## Short problem
Copy the material below again, swapping each "Kindly give" for "Please give" and keeping everything else the same.
* * *
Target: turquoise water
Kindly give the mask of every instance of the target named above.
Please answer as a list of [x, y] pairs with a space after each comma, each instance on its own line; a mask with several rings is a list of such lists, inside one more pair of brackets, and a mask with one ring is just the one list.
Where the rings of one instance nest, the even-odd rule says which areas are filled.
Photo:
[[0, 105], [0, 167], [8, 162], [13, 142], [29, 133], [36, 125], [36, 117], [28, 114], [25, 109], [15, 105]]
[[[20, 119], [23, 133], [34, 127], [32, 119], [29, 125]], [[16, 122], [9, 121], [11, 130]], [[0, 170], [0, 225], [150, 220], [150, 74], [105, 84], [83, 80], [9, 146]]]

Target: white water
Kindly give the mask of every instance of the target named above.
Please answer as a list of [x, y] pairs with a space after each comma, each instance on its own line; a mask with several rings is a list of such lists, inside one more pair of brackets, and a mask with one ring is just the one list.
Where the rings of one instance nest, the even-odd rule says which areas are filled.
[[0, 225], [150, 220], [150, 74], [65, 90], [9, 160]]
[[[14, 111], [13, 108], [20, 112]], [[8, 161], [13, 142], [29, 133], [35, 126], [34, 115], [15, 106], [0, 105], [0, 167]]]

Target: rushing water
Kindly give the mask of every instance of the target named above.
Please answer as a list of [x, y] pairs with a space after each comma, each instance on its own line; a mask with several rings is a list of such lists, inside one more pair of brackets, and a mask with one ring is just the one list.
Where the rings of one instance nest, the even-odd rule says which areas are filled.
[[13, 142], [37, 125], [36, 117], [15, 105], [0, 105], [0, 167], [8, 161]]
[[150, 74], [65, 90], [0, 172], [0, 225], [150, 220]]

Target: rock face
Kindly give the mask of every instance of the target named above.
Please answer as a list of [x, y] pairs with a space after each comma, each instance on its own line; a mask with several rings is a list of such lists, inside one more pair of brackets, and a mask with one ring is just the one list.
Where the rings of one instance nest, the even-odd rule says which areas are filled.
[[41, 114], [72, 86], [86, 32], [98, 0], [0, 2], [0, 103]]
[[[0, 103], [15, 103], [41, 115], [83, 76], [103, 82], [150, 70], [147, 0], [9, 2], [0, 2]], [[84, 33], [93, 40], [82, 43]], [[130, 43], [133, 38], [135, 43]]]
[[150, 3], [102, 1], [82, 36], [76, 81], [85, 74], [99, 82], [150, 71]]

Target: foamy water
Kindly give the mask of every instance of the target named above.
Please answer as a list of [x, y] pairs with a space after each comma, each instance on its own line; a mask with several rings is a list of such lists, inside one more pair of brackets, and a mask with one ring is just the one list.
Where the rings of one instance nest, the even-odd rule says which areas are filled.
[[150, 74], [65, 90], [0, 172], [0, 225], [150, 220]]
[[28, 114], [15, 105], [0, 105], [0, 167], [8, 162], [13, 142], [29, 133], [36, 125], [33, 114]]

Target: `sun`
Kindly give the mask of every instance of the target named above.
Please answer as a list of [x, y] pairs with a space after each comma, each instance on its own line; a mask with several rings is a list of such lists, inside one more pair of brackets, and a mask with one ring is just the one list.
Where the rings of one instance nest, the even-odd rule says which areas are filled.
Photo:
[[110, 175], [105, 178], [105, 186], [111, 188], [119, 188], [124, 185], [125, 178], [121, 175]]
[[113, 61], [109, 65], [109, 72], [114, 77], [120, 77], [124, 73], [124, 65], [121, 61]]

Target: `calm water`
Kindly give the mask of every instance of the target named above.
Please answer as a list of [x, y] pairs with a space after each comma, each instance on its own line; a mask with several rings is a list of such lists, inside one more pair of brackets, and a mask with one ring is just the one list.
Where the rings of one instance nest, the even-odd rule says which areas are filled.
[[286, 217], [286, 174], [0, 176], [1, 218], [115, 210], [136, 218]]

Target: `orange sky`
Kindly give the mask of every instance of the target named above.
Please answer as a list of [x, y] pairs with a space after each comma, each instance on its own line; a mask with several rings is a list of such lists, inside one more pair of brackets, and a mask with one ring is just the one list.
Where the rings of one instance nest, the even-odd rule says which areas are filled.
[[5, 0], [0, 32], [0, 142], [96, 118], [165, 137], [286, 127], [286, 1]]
* * *
## Correct result
Target: turquoise water
Please give the mask of every instance of the target named above.
Please answer as a list of [x, y] pairs with a space after each comma, each instance on its own line; a mask with several rings is a list of such lists, inside one more pair of brackets, and a mask with one ring is just the one list.
Where the rings of one instance nest, the even-odd rule says which areas are filled.
Photo:
[[0, 105], [0, 167], [8, 162], [13, 142], [29, 133], [36, 125], [36, 117], [28, 114], [25, 109], [15, 105]]
[[[20, 119], [23, 133], [34, 127], [32, 119], [29, 125]], [[16, 122], [9, 121], [11, 130]], [[0, 170], [0, 225], [150, 220], [150, 74], [105, 84], [83, 80], [9, 146]]]

Target: white water
Please give the mask of every instance of the target named above.
Please answer as a list of [x, y] pairs with a space after each comma, each instance on its own line; a mask with several rings is a list of such lists, inside one more pair of brackets, and a mask with one ring is just the one list.
Where the rings of one instance nest, the even-odd rule says which areas are filled.
[[0, 225], [150, 220], [150, 74], [65, 90], [9, 160]]
[[[14, 111], [13, 108], [20, 112]], [[8, 161], [13, 142], [29, 133], [35, 126], [34, 115], [15, 106], [0, 105], [0, 167]]]

Target: rushing water
Please give the mask of every instance of the target named above.
Please answer as a list of [x, y] pairs with a space after each comma, each instance on its own line; a mask with several rings is a list of such lists, inside one more pair of brackets, and a mask with one ring is just the one list.
Where the rings of one instance nest, the even-odd rule says which areas are filled.
[[13, 142], [37, 125], [36, 117], [15, 105], [0, 105], [0, 167], [8, 161]]
[[150, 74], [65, 90], [0, 172], [0, 225], [150, 220]]

Target: rock face
Please give the mask of every instance of the target named above.
Please answer as a list of [x, y] pairs with a space after each comma, each instance on its own line; a mask with several rings is a list of such lists, inside one more pair of brackets, and a mask with one ring is just the one list.
Where the rings of one instance nest, the even-odd rule says which areas are filled.
[[41, 114], [72, 86], [86, 32], [98, 0], [0, 2], [0, 103]]
[[[0, 103], [15, 103], [41, 115], [83, 76], [103, 82], [150, 70], [147, 0], [9, 2], [0, 2]], [[84, 33], [93, 40], [82, 43]], [[130, 43], [133, 38], [135, 43]]]
[[150, 3], [102, 1], [82, 36], [76, 81], [85, 74], [99, 82], [150, 71]]

Target: foamy water
Please give the mask of every instance of the target named above.
Please answer as a list of [x, y] pairs with a space after each comma, each instance on its own line; a mask with several rings is a list of such lists, inside one more pair of brackets, and a mask with one ring is just the one list.
Where the rings of one instance nest, the even-odd rule says which areas are filled.
[[150, 74], [65, 90], [0, 172], [0, 225], [150, 220]]
[[28, 114], [15, 105], [0, 105], [0, 167], [8, 162], [13, 142], [29, 133], [36, 125], [33, 114]]

Target: `sun`
Please give the mask of every instance of the target named above.
Please answer as a list of [x, y] pairs with a space after each comma, each instance on its own line; a mask with several rings is a list of such lists, inside one more pair of brackets, and a mask with one ring is just the one list.
Where the rings of one instance nest, the even-odd rule says which areas are filled.
Photo:
[[110, 175], [105, 178], [105, 186], [111, 188], [119, 188], [124, 185], [125, 178], [121, 175]]
[[113, 61], [109, 65], [109, 72], [114, 77], [120, 77], [124, 73], [124, 65], [121, 61]]

Target: `calm water`
Please give the mask of every instance of the target named above.
Please answer as a list of [x, y] pairs with a space after each comma, each instance on its own line; a mask with several rings is a list of such lists, inside one more pair of brackets, and a mask with one ring is just the one list.
Where the rings of one instance nest, the even-odd rule says which areas are filled.
[[286, 217], [286, 174], [0, 176], [1, 218], [115, 210], [136, 218]]

Target: `orange sky`
Please give the mask of every instance of the target named above.
Please answer as a list of [x, y] pairs with a space after each comma, each instance on its own line; a mask with several rings is a list of such lists, inside one more pair of brackets, and a mask with one ring is just the one list.
Where the rings of one instance nest, the even-odd rule says which areas are filled.
[[5, 0], [0, 32], [0, 142], [96, 118], [165, 137], [286, 127], [286, 1]]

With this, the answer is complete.